Linux服务器疑似硬件启动故障排查及dmesg/Message/Journal相关日志分析

艺帆风顺 发布于 2025-04-03 21 次阅读


一、问题背景

    某项目反馈出现系统崩溃现象,服务器为VM虚拟化平台,疑似硬件出现了故障,需要查看相关日志定位分析。

二、系统启动分析

1、查看系统启动时间

systemd-analyze time        查看开机耗时

    [root@WQ-MySQL ~]# systemd-analyze timeStartup finished in 1.742s (kernel) + 2.522s (initrd) + 23.152s (userspace) = 27.416s

    lastb        查看上次启动时间

      [root@WQ-MySQL ~]# lastbroot pts/0 Sun Feb 25 16:23 - 16:23 (00:00)

任务说明 — 根据选文,出现系统崩溃的服务器属于什么平台? 这些数据行与选文内容无关。

数据行摘录 —
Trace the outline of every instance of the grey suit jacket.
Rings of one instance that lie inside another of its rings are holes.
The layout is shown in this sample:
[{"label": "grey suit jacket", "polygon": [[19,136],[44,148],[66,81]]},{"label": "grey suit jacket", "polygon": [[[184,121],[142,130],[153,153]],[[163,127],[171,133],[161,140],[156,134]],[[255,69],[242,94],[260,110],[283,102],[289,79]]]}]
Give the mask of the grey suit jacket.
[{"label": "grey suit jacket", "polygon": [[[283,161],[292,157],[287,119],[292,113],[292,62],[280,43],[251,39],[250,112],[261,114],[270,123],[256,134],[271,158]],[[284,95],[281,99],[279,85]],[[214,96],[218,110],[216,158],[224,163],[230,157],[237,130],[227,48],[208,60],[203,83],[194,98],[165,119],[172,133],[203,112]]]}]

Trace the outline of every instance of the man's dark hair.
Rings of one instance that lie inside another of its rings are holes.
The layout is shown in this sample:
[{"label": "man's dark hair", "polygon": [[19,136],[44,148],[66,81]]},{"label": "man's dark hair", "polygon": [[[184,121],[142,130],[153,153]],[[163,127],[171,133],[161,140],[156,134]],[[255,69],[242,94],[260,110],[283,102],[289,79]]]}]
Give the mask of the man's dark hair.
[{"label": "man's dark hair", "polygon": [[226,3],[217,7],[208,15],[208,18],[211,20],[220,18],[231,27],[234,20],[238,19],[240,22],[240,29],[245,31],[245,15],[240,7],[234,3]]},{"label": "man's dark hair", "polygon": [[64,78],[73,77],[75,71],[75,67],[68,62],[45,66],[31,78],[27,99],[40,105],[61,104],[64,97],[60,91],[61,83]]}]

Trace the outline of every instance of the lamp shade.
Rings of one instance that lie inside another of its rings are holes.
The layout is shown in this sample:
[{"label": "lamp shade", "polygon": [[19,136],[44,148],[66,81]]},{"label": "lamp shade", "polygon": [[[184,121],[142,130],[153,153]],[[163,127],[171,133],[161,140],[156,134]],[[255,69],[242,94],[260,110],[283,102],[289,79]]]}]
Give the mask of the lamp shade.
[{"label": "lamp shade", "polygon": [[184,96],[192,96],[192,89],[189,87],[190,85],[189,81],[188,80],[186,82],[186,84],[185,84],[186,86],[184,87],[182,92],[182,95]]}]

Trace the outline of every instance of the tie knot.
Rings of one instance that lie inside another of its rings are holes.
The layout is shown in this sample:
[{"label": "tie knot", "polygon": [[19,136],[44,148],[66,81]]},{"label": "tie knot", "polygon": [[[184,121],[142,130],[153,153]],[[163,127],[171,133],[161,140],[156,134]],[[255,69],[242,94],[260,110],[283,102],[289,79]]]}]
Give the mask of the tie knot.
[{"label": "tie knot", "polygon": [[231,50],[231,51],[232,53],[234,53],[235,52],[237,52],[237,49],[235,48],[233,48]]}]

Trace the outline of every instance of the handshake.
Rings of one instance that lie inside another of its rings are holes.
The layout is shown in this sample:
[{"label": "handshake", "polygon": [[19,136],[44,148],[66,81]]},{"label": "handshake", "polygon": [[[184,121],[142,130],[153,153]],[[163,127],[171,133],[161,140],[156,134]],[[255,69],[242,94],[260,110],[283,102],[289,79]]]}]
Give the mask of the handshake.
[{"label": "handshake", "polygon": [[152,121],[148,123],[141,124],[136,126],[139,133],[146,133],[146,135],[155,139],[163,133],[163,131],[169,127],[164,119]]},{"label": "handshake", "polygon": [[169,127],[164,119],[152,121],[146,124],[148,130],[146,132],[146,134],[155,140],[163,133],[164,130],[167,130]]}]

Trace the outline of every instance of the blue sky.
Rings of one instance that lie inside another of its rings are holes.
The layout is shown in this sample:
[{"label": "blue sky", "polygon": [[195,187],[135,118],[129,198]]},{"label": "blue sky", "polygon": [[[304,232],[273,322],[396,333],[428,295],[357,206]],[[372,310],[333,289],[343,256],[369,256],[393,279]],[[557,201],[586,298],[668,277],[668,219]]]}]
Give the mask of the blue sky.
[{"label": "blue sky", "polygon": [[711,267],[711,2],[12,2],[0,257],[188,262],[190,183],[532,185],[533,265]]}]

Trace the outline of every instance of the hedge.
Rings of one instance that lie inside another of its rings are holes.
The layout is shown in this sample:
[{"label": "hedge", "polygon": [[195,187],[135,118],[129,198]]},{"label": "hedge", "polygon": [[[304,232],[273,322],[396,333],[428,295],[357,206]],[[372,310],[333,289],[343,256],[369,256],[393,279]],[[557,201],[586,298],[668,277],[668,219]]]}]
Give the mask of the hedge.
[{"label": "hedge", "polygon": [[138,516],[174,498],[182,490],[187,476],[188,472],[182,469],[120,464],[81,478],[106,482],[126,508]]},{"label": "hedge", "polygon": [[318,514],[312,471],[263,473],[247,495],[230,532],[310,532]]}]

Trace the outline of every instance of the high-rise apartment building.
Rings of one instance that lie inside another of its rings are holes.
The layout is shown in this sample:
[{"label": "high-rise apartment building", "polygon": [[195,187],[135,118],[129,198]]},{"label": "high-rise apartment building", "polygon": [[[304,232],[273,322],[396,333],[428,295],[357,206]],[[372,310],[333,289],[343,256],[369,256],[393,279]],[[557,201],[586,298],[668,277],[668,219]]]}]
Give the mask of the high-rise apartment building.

参考答案 — VM虚拟化平台。